本文 -
────

Python 2 と Python 3 での文字エンコード取り扱いと、テキストファイルの読み込みの違い (r271-635)

Pythonの文字エンコード取り扱いは、バージョン２から３に上がる時に互換性をかなぐり捨てたせいで、ややこしい。
プログラミング時のために、覚書をまとめてみた

デフォルト・エンコーディングを確認する

Python 2 （Ubuntu）

>>> sys.version
'2.7.17 (default, Sep 30 2020, 13:38:04) \n[GCC 7.5.0]'
 
>>> import sys
>>> print(sys.stdout.encoding)
UTF-8
>>> print(sys.stdin.encoding)
UTF-8
>>> print(sys.getdefaultencoding())
ascii
>>> sys.getdefaultencoding()
'ascii'
>>> print(sys.getfilesystemencoding())
UTF-8
>>> import locale
>>> print(locale.getpreferredencoding())
UTF-8

Python 3 （Ubuntu）

>>> sys.version
'3.6.9 (default, Oct  8 2020, 12:12:24) \n[GCC 8.4.0]'
 
>>> import sys
>>> print(sys.stdout.encoding)
UTF-8
>>> print(sys.stdin.encoding)

────

記録の抜粋 -

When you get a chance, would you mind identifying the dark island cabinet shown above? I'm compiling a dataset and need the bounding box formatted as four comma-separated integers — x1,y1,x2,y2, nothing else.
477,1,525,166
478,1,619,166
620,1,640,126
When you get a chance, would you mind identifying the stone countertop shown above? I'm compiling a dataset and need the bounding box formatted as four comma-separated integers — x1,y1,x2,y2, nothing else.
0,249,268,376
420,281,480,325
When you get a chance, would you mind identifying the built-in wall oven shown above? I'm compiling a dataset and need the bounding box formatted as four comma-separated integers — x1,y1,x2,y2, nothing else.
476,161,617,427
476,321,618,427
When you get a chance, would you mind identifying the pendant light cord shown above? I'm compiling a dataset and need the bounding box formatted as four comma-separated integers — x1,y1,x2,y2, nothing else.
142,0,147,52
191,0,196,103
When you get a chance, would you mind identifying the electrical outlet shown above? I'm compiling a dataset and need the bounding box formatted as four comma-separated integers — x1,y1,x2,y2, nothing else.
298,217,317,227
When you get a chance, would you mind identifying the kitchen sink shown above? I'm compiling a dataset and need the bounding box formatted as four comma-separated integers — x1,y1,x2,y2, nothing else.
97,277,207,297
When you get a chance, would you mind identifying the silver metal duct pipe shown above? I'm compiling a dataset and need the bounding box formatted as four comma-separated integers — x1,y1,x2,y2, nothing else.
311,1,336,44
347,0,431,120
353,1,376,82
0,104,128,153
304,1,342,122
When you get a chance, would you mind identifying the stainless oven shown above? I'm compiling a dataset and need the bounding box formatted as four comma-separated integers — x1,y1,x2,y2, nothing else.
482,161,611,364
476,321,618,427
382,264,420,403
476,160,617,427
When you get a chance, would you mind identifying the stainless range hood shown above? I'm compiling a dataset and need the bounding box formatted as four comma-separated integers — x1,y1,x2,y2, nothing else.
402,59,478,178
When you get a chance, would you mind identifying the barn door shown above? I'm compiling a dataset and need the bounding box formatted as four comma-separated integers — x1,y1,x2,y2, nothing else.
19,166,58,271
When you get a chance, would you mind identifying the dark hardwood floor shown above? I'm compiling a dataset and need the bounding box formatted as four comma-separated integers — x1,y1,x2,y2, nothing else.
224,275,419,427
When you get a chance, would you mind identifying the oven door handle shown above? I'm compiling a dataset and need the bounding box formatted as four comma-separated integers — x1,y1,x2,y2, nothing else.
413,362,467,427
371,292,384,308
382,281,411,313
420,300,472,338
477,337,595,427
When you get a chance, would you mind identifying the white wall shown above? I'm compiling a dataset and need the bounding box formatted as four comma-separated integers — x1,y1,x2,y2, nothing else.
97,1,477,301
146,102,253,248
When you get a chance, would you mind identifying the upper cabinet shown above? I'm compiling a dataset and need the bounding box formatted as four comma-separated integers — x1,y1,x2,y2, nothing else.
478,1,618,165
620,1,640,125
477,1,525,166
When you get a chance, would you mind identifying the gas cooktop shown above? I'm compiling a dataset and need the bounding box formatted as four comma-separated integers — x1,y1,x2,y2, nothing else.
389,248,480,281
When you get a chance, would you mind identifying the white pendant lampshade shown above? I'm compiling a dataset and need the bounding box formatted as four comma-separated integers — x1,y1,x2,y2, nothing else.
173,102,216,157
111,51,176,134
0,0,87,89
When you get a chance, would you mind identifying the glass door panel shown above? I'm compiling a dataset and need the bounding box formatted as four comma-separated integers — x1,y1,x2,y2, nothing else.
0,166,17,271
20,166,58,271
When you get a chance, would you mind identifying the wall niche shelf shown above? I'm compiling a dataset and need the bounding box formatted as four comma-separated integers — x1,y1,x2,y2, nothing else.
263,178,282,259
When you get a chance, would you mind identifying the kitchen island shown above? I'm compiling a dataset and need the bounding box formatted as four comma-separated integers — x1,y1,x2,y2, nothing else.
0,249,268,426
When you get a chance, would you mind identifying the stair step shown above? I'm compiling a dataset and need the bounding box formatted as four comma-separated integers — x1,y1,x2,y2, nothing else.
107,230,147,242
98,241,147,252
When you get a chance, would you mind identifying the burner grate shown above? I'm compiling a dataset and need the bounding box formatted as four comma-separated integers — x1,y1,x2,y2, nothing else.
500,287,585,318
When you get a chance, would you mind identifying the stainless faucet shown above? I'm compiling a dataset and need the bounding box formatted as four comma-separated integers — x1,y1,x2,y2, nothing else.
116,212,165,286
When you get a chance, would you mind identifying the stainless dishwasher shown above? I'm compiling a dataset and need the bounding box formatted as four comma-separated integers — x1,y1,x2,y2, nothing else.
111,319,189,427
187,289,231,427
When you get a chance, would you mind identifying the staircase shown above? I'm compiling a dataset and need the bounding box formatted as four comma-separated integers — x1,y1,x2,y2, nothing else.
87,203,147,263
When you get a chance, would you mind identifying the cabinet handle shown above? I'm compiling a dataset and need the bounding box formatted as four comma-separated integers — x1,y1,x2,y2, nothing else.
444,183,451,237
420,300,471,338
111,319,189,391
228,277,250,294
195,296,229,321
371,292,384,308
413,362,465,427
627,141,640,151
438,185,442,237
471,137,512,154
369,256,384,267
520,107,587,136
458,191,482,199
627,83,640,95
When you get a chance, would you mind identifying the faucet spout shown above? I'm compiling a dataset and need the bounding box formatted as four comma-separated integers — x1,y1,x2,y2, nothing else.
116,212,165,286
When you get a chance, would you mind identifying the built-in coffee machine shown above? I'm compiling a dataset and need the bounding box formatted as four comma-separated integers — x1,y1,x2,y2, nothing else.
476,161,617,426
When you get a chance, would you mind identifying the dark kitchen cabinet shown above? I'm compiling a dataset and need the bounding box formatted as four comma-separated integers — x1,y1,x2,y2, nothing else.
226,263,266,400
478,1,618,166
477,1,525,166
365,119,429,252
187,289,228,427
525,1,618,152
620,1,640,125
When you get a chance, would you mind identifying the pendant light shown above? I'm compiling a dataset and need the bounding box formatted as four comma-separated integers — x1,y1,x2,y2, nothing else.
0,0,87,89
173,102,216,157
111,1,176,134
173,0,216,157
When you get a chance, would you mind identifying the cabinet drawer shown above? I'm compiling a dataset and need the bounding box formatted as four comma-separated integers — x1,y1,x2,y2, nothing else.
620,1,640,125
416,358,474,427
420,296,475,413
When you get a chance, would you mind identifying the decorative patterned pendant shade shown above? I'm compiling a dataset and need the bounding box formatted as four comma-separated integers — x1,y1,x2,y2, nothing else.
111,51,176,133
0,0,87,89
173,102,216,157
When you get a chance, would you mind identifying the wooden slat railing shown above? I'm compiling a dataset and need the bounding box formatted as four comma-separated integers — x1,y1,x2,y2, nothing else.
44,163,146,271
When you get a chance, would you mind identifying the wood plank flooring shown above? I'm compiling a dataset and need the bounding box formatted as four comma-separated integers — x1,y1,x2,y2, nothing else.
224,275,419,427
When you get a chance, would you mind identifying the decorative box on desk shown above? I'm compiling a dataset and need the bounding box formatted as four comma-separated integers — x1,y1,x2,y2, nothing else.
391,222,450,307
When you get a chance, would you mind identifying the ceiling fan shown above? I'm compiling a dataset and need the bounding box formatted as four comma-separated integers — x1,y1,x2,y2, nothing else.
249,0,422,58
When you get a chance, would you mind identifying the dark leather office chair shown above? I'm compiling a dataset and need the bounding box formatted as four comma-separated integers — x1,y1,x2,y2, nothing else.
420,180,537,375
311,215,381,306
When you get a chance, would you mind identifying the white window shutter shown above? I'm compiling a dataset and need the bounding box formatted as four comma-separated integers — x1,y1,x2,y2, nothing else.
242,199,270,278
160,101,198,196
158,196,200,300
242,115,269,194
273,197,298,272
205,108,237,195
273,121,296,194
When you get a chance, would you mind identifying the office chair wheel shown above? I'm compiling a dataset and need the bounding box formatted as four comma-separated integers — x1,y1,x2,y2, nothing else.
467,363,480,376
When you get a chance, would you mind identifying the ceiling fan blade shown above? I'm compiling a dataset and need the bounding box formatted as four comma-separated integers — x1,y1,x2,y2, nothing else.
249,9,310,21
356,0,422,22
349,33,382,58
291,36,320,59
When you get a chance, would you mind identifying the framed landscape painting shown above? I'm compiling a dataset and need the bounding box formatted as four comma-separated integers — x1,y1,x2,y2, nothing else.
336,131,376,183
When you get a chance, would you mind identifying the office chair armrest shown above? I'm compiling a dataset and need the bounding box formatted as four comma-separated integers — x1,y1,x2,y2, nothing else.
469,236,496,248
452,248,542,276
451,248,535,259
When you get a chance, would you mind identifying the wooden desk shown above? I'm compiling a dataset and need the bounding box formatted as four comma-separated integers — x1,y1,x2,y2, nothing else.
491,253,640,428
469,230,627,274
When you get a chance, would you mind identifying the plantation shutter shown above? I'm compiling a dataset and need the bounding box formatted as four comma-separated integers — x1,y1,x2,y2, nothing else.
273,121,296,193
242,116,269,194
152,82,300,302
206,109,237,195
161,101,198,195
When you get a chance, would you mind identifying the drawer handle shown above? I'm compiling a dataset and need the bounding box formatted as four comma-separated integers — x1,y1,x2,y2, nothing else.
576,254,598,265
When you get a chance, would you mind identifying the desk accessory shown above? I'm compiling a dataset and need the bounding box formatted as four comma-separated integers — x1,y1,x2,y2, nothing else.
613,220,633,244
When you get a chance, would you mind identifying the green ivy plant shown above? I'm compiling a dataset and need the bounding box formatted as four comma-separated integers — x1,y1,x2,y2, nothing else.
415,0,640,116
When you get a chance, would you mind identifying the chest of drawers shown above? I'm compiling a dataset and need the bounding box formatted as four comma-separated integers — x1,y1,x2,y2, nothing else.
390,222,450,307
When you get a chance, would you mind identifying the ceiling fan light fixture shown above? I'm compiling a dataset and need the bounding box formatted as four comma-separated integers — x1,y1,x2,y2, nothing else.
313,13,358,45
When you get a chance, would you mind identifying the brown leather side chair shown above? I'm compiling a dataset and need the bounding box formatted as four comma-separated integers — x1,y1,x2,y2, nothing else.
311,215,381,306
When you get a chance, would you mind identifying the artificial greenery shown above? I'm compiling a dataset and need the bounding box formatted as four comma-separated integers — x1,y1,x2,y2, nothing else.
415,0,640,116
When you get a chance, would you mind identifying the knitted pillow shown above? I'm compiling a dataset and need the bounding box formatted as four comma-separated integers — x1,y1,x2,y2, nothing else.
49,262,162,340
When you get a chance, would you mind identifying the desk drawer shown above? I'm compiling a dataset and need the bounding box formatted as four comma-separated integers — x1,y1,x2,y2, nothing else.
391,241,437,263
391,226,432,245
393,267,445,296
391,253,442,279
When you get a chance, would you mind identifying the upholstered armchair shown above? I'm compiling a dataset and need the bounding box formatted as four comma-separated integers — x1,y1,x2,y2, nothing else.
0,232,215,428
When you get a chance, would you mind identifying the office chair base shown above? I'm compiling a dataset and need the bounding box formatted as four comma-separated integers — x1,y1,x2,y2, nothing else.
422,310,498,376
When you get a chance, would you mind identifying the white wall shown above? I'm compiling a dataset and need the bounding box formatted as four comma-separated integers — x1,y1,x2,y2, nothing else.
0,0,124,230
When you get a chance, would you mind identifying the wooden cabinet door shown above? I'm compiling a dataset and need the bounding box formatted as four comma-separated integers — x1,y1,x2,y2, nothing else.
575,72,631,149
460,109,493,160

────

Pythonの文字エンコードを扱った本文を、一字一句変えずに全文出力しなさい。 ここに示した記録は、使わなくてよい。

解答 -
Python 2 と Python 3 での文字エンコード取り扱いと、テキストファイルの読み込みの違い (r271-635)

Pythonの文字エンコード取り扱いは、バージョン２から３に上がる時に互換性をかなぐり捨てたせいで、ややこしい。
プログラミング時のために、覚書をまとめてみた

デフォルト・エンコーディングを確認する

Python 2 （Ubuntu）

>>> sys.version
'2.7.17 (default, Sep 30 2020, 13:38:04) \n[GCC 7.5.0]'
 
>>> import sys
>>> print(sys.stdout.encoding)
UTF-8
>>> print(sys.stdin.encoding)
UTF-8
>>> print(sys.getdefaultencoding())
ascii
>>> sys.getdefaultencoding()
'ascii'
>>> print(sys.getfilesystemencoding())
UTF-8
>>> import locale
>>> print(locale.getpreferredencoding())
UTF-8

Python 3 （Ubuntu）

>>> sys.version
'3.6.9 (default, Oct  8 2020, 12:12:24) \n[GCC 8.4.0]'
 
>>> import sys
>>> print(sys.stdout.encoding)
UTF-8
>>> print(sys.stdin.encoding)